▸ **PROBLEM DETAILS**
Leave out every picture and set down, exactly, the lines below from the one holding "the dry yellow" up to and including the one holding "of the upper".

▸ **SOURCE INFORMATION**
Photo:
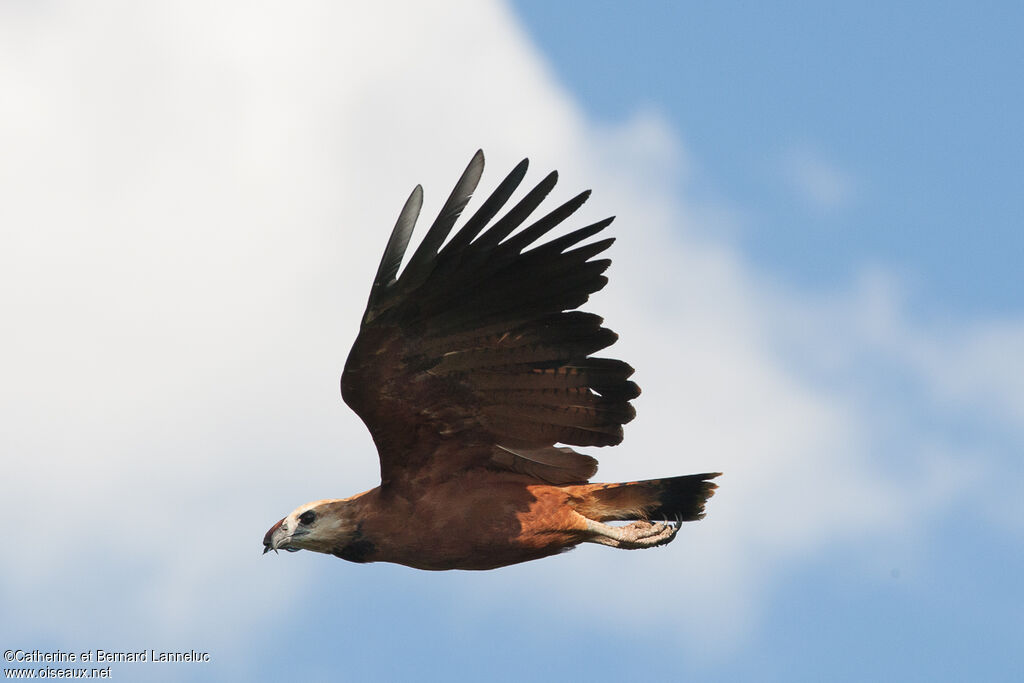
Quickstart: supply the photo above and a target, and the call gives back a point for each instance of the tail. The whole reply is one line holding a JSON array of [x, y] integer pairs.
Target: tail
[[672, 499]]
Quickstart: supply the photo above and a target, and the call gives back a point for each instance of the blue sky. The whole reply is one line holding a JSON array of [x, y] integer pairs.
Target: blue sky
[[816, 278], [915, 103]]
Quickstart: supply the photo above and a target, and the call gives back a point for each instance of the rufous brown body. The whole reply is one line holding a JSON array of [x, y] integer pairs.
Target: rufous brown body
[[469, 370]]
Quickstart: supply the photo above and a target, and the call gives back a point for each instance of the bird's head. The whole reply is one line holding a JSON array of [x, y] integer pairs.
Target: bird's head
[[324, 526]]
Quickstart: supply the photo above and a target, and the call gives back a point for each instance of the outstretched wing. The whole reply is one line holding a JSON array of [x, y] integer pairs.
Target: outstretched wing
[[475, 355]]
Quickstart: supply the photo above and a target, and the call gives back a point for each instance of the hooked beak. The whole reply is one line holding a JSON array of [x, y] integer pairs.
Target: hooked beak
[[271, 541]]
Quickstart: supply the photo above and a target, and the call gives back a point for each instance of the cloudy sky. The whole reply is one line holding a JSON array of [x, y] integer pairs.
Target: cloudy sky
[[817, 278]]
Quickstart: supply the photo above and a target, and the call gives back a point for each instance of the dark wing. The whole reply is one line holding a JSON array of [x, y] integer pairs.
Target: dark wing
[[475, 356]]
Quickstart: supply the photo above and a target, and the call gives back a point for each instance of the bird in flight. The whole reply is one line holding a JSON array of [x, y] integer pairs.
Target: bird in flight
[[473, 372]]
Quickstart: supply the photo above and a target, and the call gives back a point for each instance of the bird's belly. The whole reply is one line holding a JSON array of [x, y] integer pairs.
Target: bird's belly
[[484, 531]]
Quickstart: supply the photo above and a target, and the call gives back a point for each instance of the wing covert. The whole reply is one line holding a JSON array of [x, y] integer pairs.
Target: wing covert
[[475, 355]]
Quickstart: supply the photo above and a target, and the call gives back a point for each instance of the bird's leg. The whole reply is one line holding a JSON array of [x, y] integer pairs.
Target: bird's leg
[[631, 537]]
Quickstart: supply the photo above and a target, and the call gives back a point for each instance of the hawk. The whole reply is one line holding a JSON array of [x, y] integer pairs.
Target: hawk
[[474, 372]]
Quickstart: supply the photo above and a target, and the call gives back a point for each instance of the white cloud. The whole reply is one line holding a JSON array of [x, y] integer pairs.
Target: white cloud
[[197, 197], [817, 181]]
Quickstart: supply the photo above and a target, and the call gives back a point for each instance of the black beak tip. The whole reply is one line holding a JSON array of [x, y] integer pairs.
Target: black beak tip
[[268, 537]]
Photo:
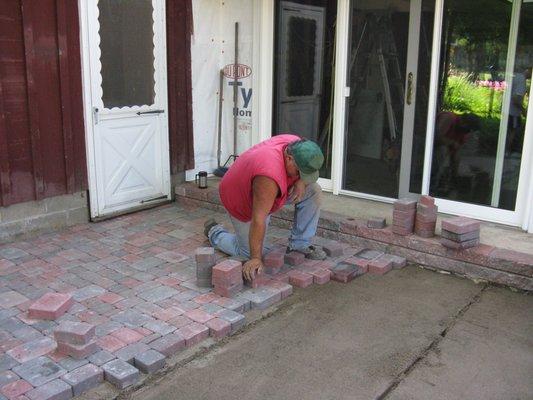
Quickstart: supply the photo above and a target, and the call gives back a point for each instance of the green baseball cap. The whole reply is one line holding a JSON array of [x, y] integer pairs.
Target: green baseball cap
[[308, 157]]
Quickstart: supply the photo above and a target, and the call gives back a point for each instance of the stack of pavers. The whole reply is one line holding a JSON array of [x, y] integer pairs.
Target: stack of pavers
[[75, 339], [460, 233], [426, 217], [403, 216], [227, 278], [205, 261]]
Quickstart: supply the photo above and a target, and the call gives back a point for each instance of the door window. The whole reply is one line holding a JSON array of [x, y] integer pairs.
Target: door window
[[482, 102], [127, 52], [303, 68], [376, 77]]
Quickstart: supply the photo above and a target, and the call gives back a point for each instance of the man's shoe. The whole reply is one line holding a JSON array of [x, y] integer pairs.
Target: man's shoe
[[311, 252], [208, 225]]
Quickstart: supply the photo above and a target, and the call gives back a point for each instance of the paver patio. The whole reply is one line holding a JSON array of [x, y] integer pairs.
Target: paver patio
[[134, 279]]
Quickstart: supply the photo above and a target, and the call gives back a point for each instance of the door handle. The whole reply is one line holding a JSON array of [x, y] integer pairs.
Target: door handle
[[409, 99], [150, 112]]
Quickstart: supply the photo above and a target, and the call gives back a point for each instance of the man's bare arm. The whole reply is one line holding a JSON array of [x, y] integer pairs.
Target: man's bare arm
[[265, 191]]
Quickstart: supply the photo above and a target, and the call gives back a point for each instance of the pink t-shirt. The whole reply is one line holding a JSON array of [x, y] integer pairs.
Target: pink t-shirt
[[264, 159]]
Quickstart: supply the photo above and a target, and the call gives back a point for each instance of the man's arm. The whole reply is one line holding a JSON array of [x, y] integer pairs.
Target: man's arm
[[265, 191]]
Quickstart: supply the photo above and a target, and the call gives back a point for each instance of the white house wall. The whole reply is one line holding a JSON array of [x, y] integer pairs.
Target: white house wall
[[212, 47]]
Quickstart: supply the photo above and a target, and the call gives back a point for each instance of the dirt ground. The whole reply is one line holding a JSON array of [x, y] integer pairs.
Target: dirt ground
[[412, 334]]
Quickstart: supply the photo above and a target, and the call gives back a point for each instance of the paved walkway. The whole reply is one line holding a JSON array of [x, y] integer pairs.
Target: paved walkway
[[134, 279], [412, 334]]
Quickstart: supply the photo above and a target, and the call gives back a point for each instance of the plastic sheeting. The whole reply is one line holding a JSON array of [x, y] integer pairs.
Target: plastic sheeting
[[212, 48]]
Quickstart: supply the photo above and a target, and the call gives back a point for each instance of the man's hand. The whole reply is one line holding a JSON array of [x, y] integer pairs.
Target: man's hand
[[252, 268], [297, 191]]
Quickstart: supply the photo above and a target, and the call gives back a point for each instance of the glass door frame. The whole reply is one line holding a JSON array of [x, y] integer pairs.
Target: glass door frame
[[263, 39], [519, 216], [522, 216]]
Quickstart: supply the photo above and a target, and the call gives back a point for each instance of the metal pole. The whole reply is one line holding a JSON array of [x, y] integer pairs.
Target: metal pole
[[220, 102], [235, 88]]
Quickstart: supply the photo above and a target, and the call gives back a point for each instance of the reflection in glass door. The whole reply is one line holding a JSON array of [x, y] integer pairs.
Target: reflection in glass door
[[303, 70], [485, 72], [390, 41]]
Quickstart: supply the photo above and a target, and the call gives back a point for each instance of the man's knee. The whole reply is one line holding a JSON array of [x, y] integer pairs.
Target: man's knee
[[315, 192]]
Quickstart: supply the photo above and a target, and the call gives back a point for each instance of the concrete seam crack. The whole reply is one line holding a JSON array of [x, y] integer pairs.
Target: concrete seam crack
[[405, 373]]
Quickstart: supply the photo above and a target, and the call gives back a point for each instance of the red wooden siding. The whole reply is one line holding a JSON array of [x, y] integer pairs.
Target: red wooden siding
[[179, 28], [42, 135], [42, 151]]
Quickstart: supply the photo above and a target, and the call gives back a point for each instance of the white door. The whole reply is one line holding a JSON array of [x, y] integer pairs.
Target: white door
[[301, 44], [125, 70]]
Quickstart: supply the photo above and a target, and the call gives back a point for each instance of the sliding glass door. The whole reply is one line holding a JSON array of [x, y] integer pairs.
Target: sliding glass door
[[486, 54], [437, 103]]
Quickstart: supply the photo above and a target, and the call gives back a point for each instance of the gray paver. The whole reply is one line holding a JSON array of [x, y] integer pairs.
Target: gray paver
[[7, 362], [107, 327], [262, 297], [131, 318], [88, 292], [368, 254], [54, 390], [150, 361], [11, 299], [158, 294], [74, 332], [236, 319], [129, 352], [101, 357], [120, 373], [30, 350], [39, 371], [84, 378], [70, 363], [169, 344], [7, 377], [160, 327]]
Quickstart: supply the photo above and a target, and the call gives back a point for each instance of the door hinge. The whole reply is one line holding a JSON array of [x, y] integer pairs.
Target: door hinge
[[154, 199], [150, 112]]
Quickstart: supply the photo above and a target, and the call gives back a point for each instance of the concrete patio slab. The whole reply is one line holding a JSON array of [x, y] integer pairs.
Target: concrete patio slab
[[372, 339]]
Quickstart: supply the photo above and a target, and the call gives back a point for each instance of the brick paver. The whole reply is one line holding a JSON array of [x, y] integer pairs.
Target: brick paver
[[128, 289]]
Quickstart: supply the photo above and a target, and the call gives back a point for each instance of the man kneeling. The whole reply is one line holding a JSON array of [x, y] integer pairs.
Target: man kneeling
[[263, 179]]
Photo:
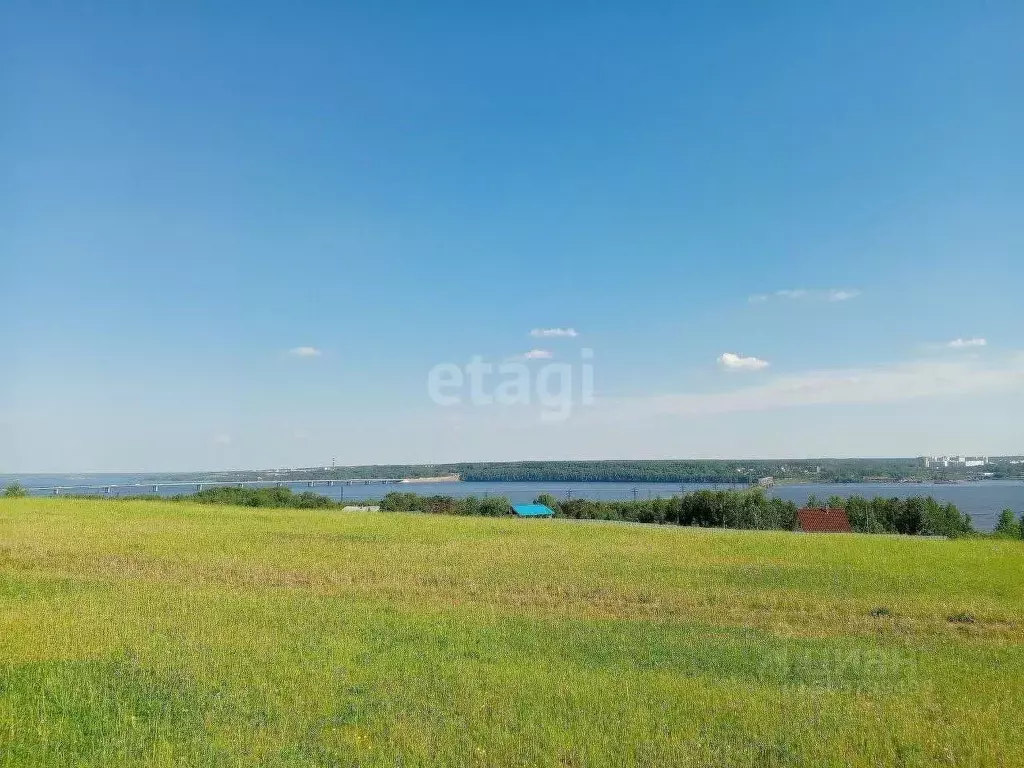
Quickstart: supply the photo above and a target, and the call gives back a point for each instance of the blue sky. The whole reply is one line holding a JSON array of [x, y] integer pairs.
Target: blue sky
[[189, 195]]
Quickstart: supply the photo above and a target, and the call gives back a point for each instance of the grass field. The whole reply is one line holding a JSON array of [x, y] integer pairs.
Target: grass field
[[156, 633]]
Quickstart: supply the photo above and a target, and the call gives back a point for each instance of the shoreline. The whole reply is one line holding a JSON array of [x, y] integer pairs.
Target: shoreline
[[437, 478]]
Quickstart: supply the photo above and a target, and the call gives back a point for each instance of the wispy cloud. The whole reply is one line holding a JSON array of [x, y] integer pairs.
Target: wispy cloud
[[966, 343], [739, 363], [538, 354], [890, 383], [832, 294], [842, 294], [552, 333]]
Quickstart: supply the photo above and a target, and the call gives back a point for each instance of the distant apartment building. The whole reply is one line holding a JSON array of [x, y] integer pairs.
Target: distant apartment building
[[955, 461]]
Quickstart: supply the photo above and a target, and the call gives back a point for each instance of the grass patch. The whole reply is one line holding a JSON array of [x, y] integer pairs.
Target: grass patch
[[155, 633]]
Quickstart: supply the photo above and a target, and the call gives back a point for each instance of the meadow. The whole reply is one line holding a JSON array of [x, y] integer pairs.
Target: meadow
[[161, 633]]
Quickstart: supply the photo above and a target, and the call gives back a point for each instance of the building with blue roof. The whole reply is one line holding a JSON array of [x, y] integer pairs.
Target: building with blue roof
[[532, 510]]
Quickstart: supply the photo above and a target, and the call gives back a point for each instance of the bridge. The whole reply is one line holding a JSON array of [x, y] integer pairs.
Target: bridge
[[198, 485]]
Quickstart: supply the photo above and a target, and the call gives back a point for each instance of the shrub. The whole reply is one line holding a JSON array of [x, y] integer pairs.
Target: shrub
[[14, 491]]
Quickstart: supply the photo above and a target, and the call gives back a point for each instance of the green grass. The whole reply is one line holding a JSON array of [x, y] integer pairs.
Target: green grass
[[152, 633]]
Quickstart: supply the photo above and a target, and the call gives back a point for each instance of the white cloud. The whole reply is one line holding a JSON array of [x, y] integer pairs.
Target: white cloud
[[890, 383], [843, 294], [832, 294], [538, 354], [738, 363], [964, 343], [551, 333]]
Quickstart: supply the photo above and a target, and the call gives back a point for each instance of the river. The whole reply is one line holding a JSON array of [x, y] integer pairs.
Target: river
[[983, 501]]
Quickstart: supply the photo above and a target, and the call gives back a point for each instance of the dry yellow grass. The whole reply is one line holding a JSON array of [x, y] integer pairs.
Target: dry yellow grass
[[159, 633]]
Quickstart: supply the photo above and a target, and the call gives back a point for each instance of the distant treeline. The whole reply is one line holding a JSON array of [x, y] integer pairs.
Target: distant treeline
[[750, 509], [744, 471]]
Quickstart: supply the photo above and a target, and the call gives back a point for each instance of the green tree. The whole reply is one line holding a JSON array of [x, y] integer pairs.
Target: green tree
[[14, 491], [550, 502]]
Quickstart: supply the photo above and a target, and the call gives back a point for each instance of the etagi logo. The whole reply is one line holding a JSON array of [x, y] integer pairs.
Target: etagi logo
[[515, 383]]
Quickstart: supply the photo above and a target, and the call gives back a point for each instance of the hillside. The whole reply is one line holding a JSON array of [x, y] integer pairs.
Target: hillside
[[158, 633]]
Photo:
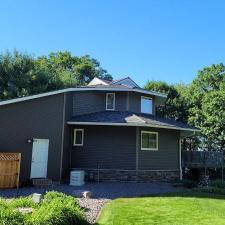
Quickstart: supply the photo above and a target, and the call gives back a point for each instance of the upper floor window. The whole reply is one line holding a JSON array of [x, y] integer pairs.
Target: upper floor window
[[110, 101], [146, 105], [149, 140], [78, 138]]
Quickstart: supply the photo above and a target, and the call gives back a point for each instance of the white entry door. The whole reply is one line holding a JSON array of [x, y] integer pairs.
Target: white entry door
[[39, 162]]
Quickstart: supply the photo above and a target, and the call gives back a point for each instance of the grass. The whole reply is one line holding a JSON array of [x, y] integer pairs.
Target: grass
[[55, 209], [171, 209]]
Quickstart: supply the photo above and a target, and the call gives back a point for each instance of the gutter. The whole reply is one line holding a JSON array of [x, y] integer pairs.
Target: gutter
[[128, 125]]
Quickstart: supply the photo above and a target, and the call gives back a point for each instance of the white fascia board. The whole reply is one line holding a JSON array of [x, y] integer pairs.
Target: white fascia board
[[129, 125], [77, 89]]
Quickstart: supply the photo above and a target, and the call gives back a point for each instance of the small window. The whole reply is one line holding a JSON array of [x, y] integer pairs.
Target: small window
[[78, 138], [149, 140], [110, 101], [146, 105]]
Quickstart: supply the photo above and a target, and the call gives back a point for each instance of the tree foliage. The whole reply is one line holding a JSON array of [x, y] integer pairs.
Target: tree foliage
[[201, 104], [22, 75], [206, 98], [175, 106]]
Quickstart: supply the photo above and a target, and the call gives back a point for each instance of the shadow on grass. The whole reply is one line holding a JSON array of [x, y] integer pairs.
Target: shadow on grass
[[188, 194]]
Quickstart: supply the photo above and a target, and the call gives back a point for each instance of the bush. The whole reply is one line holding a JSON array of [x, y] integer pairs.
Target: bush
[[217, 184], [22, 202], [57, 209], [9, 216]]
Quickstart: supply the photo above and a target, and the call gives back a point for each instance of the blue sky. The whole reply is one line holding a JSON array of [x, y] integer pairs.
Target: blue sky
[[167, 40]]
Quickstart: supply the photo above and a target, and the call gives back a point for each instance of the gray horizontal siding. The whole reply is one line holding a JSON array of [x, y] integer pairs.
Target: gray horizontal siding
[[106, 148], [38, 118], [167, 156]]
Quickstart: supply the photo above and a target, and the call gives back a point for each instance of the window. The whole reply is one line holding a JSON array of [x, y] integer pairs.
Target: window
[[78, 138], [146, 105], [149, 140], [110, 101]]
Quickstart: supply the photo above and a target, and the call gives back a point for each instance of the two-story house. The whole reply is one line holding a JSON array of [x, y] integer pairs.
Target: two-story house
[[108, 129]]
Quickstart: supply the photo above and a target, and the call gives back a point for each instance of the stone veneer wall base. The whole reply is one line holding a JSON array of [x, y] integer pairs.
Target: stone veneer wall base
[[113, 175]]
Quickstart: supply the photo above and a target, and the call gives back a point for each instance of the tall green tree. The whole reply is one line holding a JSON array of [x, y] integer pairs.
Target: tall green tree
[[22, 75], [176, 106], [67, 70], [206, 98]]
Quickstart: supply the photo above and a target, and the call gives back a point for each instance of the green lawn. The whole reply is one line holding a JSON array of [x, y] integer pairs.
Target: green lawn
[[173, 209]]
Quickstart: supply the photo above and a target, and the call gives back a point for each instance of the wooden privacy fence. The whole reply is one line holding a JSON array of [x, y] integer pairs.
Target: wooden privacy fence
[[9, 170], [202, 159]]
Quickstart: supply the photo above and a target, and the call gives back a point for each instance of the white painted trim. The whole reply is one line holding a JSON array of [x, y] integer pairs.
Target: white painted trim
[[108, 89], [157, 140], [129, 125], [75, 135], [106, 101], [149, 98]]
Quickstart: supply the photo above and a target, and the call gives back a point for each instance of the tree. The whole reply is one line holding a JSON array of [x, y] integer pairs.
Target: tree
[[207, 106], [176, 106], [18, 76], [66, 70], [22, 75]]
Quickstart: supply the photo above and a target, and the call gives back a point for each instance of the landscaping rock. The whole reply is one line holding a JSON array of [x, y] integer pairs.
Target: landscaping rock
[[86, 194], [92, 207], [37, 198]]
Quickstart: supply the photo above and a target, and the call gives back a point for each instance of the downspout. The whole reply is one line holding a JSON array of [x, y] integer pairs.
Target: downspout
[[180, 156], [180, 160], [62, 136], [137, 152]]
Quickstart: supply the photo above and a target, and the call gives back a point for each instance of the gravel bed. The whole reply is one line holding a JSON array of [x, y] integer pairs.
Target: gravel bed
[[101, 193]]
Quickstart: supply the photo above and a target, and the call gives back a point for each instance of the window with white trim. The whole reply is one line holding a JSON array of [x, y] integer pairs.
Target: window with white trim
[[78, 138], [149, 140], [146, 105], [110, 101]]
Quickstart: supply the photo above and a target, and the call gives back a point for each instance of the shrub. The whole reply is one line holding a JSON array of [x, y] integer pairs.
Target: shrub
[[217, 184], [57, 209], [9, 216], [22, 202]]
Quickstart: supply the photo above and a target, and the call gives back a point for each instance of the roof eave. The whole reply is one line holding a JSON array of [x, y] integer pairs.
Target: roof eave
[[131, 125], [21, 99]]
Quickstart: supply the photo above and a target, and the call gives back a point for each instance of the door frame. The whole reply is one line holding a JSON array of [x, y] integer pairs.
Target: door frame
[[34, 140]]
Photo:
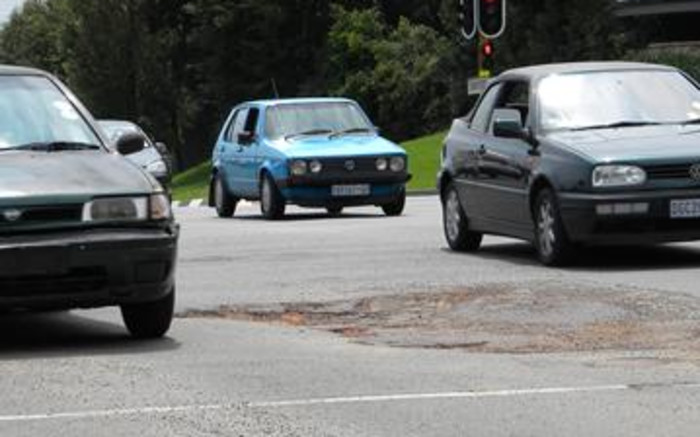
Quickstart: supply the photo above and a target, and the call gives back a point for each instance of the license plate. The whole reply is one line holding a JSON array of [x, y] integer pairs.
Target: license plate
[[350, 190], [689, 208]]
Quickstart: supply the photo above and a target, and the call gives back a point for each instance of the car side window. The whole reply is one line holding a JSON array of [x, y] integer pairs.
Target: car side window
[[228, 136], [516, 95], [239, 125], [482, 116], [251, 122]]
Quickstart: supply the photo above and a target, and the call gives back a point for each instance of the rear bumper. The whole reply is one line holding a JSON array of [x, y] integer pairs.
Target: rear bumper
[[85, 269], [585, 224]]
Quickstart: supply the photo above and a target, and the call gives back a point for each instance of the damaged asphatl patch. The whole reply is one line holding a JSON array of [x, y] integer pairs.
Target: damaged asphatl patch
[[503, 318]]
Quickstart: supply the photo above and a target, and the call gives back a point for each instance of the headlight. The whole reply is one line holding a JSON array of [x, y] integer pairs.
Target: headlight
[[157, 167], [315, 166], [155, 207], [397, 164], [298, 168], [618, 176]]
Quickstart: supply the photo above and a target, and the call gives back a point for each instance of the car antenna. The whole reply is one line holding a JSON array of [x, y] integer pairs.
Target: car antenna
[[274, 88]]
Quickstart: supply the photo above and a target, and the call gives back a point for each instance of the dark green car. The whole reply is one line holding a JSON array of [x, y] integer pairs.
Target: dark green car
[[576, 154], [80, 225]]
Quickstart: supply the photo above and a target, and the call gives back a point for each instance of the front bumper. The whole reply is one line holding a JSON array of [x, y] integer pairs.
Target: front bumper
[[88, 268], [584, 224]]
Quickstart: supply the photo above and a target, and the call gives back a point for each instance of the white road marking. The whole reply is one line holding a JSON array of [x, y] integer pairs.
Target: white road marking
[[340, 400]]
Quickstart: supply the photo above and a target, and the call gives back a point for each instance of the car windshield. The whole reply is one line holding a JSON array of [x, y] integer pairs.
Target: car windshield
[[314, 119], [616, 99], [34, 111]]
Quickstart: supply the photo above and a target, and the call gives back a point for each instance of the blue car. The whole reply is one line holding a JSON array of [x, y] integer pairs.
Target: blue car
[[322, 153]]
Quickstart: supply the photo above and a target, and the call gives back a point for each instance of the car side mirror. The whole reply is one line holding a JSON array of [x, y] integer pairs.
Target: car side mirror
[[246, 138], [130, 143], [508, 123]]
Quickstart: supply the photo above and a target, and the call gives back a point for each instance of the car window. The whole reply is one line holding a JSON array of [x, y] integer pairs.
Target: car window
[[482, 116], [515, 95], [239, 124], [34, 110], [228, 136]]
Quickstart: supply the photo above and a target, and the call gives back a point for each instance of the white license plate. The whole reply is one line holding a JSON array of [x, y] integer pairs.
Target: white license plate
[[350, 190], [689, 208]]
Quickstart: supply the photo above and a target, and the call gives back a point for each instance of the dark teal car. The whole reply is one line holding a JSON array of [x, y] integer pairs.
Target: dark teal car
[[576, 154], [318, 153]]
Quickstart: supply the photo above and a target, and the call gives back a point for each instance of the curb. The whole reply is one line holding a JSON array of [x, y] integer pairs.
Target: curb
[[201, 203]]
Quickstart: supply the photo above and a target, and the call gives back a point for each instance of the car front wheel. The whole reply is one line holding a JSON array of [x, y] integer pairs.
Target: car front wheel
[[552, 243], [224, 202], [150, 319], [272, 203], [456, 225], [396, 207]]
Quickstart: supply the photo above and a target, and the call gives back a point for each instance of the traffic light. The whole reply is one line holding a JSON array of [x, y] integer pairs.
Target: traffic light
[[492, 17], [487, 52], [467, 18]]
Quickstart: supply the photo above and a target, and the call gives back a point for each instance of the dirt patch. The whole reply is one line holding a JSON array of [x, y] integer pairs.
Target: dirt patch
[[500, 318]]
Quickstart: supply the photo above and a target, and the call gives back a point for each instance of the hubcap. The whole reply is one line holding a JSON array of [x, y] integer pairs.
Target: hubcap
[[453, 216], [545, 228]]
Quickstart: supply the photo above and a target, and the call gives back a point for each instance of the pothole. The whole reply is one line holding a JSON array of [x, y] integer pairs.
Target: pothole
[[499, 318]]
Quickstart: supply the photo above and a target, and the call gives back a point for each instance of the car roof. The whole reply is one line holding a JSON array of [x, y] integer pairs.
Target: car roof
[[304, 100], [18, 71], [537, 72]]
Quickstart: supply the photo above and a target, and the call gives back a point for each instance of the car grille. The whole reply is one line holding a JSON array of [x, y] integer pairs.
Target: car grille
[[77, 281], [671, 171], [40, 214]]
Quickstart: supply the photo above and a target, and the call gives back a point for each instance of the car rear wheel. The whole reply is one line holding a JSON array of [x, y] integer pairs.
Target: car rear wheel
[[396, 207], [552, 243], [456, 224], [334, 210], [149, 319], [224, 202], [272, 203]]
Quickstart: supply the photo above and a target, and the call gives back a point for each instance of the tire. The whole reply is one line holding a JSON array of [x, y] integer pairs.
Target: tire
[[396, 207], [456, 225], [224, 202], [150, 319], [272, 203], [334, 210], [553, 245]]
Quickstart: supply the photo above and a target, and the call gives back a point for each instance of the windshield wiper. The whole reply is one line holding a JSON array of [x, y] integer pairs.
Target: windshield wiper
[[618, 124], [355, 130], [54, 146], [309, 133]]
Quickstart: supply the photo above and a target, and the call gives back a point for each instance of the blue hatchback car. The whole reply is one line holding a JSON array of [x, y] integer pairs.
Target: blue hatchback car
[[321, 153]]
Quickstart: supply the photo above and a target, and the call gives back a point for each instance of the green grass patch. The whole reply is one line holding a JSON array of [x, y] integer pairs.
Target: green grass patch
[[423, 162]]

▸ **REPLY**
Quickstart: supply the photo above and a target, and the call gives back a point for each instance of the dry yellow grass. The whole reply is one line holding a JSON array of [x, y] integer pairs.
Target: dry yellow grass
[[159, 633]]
Quickstart: supply the photo above and a target, and the call gives back a point for each instance of the distant treeline. The whole reply is one line holding a JSON array of [x, y] integer pairs.
Target: distant treeline
[[750, 509], [744, 471]]
Quickstart: supply the photo above and a target, and the call gives back a point for each instance of the green tree. The whole reply is one line holding a JSON array of [x, y] integer pairs.
Target: green tree
[[14, 491], [550, 502]]
Quickstart: supply the photo above and a target, and the call gives back a point for each instance of the etagi logo. The whole reply is one line holding a JSON array of [x, y] integer pairs.
Target: etagi logo
[[515, 383]]
Quickstart: supply the photo above and a target, and the call gives back a point for each instance of the hillside. The whole reply is one line holding a JSON array of [x, y] integer pairs.
Target: hillside
[[158, 633]]
Photo:
Quickstart: supply the photo above and a target, and the call gives back a point for each instance of the upper floor window. The whole reply is one line holding a JSON array of [x, y] integer pairs.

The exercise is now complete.